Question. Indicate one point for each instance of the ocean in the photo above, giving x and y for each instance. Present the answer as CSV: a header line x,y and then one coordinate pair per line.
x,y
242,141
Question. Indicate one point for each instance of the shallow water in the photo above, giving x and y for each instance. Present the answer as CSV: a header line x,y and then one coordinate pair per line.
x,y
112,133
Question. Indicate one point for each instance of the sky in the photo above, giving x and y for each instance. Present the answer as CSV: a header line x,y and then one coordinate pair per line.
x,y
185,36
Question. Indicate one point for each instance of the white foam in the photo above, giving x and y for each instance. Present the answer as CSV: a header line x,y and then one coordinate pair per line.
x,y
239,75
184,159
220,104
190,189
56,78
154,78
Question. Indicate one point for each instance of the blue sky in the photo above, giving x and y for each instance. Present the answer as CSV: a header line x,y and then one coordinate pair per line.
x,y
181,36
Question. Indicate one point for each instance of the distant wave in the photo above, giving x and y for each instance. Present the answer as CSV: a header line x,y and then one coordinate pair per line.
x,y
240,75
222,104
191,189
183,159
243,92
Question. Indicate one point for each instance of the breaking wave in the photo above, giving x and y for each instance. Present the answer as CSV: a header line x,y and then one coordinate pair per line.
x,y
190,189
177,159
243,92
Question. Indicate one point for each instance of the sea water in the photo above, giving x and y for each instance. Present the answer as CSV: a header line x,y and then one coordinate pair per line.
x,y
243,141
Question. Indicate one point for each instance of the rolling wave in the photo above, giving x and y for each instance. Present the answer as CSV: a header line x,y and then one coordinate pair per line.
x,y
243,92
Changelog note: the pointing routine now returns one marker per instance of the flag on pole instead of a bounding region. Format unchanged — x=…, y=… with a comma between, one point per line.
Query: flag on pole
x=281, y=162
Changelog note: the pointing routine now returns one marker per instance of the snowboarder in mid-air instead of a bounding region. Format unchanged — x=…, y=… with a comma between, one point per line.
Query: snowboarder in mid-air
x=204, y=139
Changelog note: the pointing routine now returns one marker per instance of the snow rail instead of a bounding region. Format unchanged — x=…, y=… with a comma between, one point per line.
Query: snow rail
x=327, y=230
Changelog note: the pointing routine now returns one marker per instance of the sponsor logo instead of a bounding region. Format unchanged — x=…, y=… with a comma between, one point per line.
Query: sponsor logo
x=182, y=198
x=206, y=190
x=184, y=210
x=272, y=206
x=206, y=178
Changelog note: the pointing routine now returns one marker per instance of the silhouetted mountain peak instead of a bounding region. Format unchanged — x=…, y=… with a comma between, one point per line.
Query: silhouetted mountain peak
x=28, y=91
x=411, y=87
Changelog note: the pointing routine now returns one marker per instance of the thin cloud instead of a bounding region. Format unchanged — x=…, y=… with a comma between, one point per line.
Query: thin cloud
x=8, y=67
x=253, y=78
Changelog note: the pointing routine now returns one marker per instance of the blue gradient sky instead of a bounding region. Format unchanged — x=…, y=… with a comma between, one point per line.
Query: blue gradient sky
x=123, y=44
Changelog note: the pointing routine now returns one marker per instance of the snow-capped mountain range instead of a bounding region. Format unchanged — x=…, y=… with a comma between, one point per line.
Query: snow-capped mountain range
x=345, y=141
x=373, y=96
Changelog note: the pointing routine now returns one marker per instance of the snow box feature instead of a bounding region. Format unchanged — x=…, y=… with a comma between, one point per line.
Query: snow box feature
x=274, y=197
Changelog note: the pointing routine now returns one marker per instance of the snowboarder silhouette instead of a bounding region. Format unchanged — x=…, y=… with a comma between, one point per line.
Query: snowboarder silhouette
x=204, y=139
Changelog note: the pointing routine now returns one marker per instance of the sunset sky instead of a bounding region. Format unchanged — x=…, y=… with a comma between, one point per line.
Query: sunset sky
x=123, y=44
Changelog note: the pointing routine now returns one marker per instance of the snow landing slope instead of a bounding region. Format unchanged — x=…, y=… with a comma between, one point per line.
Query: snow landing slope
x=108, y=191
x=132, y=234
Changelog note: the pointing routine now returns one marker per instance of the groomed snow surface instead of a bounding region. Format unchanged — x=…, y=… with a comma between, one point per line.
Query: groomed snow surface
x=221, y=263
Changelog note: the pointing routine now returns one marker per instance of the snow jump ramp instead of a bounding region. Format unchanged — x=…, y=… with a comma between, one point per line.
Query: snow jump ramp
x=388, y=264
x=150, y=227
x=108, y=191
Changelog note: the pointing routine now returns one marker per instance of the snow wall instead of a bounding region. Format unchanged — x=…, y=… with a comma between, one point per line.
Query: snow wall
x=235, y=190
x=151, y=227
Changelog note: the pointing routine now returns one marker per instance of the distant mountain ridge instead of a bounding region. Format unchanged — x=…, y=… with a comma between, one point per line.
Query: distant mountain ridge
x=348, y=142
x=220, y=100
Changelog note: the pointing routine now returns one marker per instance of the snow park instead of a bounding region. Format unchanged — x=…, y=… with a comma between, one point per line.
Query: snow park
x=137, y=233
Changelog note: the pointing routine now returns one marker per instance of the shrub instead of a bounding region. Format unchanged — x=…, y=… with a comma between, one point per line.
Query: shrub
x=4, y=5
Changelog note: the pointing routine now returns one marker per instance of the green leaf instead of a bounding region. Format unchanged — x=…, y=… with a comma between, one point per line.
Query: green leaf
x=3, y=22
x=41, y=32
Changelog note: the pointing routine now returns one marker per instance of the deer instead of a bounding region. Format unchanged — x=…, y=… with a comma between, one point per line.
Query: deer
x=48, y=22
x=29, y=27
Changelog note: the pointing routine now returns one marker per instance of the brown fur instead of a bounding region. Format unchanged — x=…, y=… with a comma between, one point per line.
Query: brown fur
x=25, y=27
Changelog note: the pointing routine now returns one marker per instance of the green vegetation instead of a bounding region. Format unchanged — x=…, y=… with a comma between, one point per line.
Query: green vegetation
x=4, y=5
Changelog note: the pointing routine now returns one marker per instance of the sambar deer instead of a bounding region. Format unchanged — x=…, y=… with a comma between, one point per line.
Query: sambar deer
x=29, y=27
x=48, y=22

####

WHAT IS BEING ASKED: Would you return the entries exactly as they stand?

REPLY:
Question. Indicate one point for each instance of the ocean in the photo above, giving x and y for each instance. Present the answer as CSV: a header line x,y and then one coordinate pair per line.
x,y
242,141
Question. Indicate one point for each instance of the shallow water in the photo above, giving x and y for each instance. Present the answer as CSV: a header line x,y and then one coordinate pair per line.
x,y
112,133
Question. Indicate one point for each instance of the sky in the photo above, giving x and y for each instance. Present the answer as CSV: a header line x,y and then one coordinate pair per line.
x,y
185,36
Question. Indicate one point for each instance of the white foam in the photo above, giving x and y for each instance. Present the answer as CSV: a header line x,y and then one coordinate pair per line.
x,y
239,75
184,159
220,104
190,189
56,78
154,78
Question. Indicate one point for each instance of the blue sky in the photo above, giving x and y for each instance. Present the answer as CSV: a header line x,y and then one coordinate pair per line.
x,y
181,36
Question. Indicate one point for each instance of the distant wave in the photo above, giving x and y for each instance. Present the answer as CSV: a header line x,y and then one coordinate pair per line.
x,y
240,75
222,104
191,189
183,159
243,92
Question. Indicate one point for each instance of the breaking wave in the photo above, giving x and y for each instance. Present the answer as CSV: a header line x,y and then one coordinate pair per line.
x,y
190,189
177,159
243,92
Question. Indicate one point for each instance of the sea water in the photo above, giving x and y for each instance. Present the answer as CSV: a header line x,y and then one coordinate pair per line.
x,y
243,141
Question. Indicate one point for each instance of the rolling wave in the photo above, giving x and y for each instance. Present the answer as CSV: a header line x,y and then one coordinate pair per line.
x,y
243,92
Changelog note: the pointing routine now returns one marker per instance of the flag on pole instead of a bounding region. Format unchanged — x=…, y=… with a comma between, one point per line.
Query: flag on pole
x=281, y=162
Changelog note: the pointing routine now returns one marker per instance of the snowboarder in mid-air instead of a bounding region. Format unchanged — x=…, y=… with a comma between, one point per line.
Query: snowboarder in mid-air
x=204, y=139
Changelog note: the pointing routine now returns one marker per instance of the snow rail instead of a bounding region. Format unchanged — x=…, y=… with a comma between, one point per line.
Query: snow rail
x=327, y=230
Changelog note: the pointing routine now returns one marker per instance of the sponsor logo instead of a bounding region. Format unchanged — x=…, y=… with a comma between, one point per line.
Query: sponsor logo
x=182, y=198
x=206, y=190
x=184, y=210
x=272, y=206
x=206, y=178
Changelog note: the pointing routine now returns one marker per instance of the silhouetted mountain peak instead of a bounding region. Format unchanged — x=…, y=… with a comma between, one point per line.
Query: silhouetted mountain peak
x=28, y=91
x=411, y=87
Changelog note: the pointing routine now returns one marker per instance of the thin cloud instead of a bounding region. Format unchanged — x=…, y=… with a comma between, one point per line.
Query: thin cloud
x=8, y=67
x=253, y=78
Changelog note: the pointing routine now returns one marker per instance of the blue gradient sky instead of a bounding region. Format unchanged — x=…, y=… with a comma between, one point per line.
Query: blue gradient sky
x=123, y=44
Changelog note: the pointing routine now returns one marker per instance of the snow-capped mountain range instead of a bounding region. Format unchanged — x=…, y=… with a comma between, one point per line.
Query: snow-capped mountain range
x=345, y=141
x=373, y=96
Changelog note: the pointing routine now returns one marker per instance of the snow box feature instead of a bounding region. Format unchanged — x=…, y=… with a comma between, one point per line.
Query: snow box feature
x=274, y=197
Changelog note: the pointing routine now returns one marker per instance of the snowboarder silhouette instead of a bounding region. Format unchanged — x=…, y=… with a comma between, one point per line.
Query: snowboarder silhouette
x=204, y=139
Changelog note: the pointing routine now returns one marker per instance of the sunset sky instead of a bounding region. Format unchanged — x=…, y=… with a comma between, one point per line.
Query: sunset sky
x=123, y=44
Changelog note: the pointing routine now returns one marker per instance of the snow landing slope instead of a bounding region. Format unchanged — x=…, y=… with a comma between, one point per line.
Query: snow landing slope
x=108, y=191
x=132, y=234
Changelog note: the pointing routine now returns one marker per instance of the groomed snow surface instead of a bounding region. Format unchanged — x=…, y=… with a comma between, one point per line.
Query: groomed snow surface
x=221, y=263
Changelog note: the pointing routine now returns one marker per instance of the snow jump ramp instead of a bounding region. Format unchanged — x=…, y=… with a comma between, one point per line.
Query: snow jump ramp
x=388, y=264
x=150, y=227
x=108, y=191
Changelog note: the pointing routine now returns one marker per instance of the snow wall instead of a bounding region. Format unchanged — x=…, y=… with a comma between, one point per line.
Query: snow wall
x=235, y=190
x=151, y=227
Changelog note: the pointing routine now returns one marker per instance of the distant mountain ridge instead of a bounding region. Format unchanged — x=…, y=… with a comma between, one point per line.
Query: distant mountain ridge
x=348, y=142
x=220, y=100
Changelog note: the pointing routine now returns one marker per instance of the snow park instead of a bounding region. Format unchanged — x=…, y=… with a comma between, one point per line.
Query: snow park
x=137, y=233
Changelog note: the pointing routine now returns one marker per instance of the shrub instead of a bounding region. Format unchanged — x=…, y=… with a comma between, one point per line.
Query: shrub
x=4, y=5
Changelog note: the pointing routine now returns one marker per instance of the green leaf instead of a bounding region. Format unchanged — x=…, y=… with a comma between, one point per line.
Query: green leaf
x=3, y=22
x=41, y=32
Changelog note: the pointing routine now returns one marker per instance of the deer instead of a bounding region. Format unchanged — x=…, y=… with a comma between, one point per line.
Query: deer
x=48, y=22
x=29, y=27
Changelog note: the pointing routine now returns one marker per instance of the brown fur instead of a bounding region. Format unchanged — x=…, y=… with a comma between, one point per line.
Query: brown fur
x=25, y=27
Changelog note: the pointing routine now returns one marker per instance of the green vegetation instead of a bounding region. Format unchanged — x=…, y=… with a comma between, one point per line.
Query: green vegetation
x=4, y=5
Changelog note: the pointing routine now returns one marker per instance of the sambar deer instead of a bounding region. Format unchanged — x=…, y=… with a comma between, one point per line.
Query: sambar deer
x=29, y=27
x=48, y=22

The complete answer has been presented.